Source extract START

Cartoon Gravity 13

Bowie's words of wisdom, the new Sweet Billy Pilgrim Album,

Cartoon Gravity 13

Starting off with some words of wisdom...

As a screenwriter, 75% of my work is for other people. And so I think I'm fairly well-placed to confirm that Bowie is dead on in that clip. Even when you generate your own work, it usually doesn't stay yours for very long; the moment money changes hands (as it must, because rent needs to be paid), the people writing the cheques need to impose their vision on the work, they have to make it fit into whatever pre-made box they have assigned for it.

The irony, in my case, is that most of the time I am hired because someone read something that I wrote in my own time, without adult supervision. They liked what they read, they found it interesting and original (or just off the beaten track enough to suggest originality), and so they want me to write something just like that for them. Except that they want an outline and a treatment and endless discussions. And when I point out that the script they liked was not created under those conditions, they smile sadly and inform me, in so many words, that they trust their process more than my instinct and they're now paying the bills so let's do it their way.

Source extract END
Recorded information START

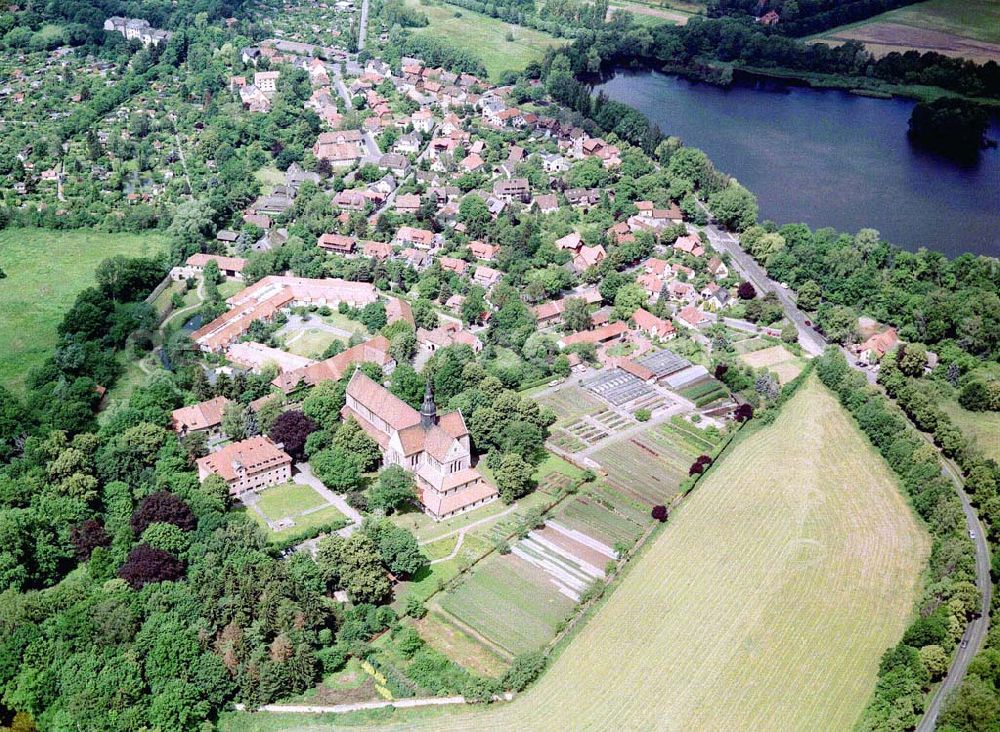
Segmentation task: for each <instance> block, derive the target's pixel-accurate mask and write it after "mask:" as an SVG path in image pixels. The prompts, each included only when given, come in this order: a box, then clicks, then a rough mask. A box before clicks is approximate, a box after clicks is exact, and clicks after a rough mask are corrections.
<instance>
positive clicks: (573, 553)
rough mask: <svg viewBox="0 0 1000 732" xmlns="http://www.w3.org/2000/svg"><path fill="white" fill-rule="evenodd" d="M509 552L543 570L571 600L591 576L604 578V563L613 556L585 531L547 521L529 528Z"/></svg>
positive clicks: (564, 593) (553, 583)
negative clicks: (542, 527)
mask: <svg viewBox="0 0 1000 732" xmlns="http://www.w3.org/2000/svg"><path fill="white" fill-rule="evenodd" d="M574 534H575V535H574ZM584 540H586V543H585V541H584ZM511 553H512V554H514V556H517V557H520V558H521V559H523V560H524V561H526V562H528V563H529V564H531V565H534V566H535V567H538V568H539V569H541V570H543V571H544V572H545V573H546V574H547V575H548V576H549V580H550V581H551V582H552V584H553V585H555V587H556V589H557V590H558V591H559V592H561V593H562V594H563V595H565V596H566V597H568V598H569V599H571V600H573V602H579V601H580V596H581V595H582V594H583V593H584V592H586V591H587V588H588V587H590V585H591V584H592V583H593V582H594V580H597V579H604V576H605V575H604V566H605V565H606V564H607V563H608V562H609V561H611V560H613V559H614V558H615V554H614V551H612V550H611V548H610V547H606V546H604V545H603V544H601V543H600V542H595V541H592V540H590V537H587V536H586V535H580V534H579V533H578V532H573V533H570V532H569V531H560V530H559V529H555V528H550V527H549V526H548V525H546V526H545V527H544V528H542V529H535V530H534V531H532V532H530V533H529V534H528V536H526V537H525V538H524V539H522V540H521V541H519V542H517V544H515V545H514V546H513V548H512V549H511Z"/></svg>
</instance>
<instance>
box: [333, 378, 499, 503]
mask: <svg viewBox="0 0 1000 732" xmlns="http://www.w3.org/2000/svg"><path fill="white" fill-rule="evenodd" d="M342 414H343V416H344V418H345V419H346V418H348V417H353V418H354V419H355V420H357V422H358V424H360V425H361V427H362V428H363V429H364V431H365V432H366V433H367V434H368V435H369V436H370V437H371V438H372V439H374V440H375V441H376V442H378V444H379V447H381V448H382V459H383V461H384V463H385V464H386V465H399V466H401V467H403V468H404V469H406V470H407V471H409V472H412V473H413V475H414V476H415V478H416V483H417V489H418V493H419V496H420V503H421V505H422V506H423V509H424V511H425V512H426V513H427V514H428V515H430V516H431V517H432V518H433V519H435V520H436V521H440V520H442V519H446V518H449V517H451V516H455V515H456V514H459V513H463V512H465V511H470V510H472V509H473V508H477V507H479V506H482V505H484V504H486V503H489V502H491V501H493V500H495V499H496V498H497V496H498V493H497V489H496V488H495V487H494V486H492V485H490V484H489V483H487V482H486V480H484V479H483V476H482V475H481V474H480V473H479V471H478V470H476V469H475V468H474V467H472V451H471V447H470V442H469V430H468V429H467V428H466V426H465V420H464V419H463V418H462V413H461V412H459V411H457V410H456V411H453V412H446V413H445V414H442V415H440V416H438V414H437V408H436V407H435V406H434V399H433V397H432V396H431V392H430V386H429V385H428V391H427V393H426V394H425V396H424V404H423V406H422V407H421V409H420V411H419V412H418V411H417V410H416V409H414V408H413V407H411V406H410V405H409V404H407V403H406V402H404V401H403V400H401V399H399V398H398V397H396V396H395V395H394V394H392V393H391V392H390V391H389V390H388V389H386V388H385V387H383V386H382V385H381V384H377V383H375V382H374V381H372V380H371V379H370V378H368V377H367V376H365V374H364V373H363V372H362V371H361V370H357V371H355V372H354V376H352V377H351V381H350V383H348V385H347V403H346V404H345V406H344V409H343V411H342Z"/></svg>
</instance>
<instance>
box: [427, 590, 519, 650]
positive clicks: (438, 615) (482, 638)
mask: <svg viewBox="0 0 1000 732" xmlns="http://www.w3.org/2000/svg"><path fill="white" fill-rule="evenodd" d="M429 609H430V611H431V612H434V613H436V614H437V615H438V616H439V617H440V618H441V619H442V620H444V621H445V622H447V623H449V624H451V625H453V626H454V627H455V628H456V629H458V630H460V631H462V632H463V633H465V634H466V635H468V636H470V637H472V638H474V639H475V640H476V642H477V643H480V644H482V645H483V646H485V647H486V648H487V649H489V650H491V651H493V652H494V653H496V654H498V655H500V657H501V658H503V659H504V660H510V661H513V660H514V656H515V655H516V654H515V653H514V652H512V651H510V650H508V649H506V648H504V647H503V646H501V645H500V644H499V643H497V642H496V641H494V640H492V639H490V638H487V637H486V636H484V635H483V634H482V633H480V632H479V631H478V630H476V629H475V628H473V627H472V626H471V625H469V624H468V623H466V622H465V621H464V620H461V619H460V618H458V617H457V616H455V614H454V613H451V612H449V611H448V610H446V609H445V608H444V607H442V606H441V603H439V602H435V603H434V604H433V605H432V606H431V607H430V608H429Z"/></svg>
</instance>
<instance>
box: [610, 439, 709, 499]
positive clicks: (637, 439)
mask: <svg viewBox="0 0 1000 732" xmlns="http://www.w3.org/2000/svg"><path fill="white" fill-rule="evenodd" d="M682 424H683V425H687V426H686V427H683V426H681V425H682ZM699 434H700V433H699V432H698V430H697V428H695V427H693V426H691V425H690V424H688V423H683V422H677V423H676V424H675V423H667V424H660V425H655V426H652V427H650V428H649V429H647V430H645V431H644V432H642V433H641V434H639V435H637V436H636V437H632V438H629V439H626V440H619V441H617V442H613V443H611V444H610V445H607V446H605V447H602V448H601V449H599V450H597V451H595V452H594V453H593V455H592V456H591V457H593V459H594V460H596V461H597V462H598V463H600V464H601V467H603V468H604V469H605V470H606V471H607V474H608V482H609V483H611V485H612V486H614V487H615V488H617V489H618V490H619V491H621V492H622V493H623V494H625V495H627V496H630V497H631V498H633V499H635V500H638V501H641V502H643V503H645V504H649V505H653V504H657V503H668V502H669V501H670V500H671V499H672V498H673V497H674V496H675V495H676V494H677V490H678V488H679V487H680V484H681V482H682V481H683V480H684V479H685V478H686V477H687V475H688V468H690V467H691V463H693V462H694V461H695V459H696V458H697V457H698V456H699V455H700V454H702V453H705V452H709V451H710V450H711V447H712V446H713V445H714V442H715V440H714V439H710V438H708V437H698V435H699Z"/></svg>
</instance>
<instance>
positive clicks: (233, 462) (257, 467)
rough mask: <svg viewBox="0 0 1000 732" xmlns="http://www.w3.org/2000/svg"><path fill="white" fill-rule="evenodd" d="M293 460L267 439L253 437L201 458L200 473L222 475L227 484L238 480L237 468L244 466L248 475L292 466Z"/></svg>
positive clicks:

Recorded information END

### Problems to solve
**A)** According to the screenwriting blog post, why do the people who hire the writer insist on an outline, a treatment and endless discussions? Answer in one to three sentences.
**B)** Extend the screenwriting blog post from where it stops.
The items aren't needed for anything here.

### Written answers
**A)** They trust their own process more than the writer's instinct. Because they are now paying the bills, they want the work done their way.

**B)**
I don't know the ins and outs of how David Bowie dealt with his record companies, but he clearly had an awful lot of freedom to make music the way he wanted to. I get that level of freedom in audio work, but not in television or film.

This business of artistic freedom is very much the subject of the film "George Michael Freedom Uncut", a fantastic documentary that George Michael was still working on when he died. It has been finished and released now, and is a really engaging story of his rise to fame, his struggles with mental health, and his landmark lawsuit against Sony, who were insisting that he work under a kind of corporate slavery and, essentially, do as he's told.

All of which is by way of introducing the new album by Sweet Billy Pilgrim; Somapolis. Being married to half of the band, I have had pretty good access to the creative process involved in the making of this album, and therefore cause to be jealous of it. Somapolis is a mad idea; a concept album about an imaginary city, borrowing influences from music, history, literature and folklore and blending everything together to create an album that sounds like it has been rescued from some off-kilter 1980s parallel universe.

Somapolis was allowed to be what it is because the band found some investors who were big enough fans of their previous work that they had the rare faith to write the cheques and then take a step back. There's no record company oversight, no marketing people, no corporate involvement. It's just people making the music they wanted to make. That has resulted in the band's best album to date and a listening experience that represents an undiluted singularity of vision that is all too rare.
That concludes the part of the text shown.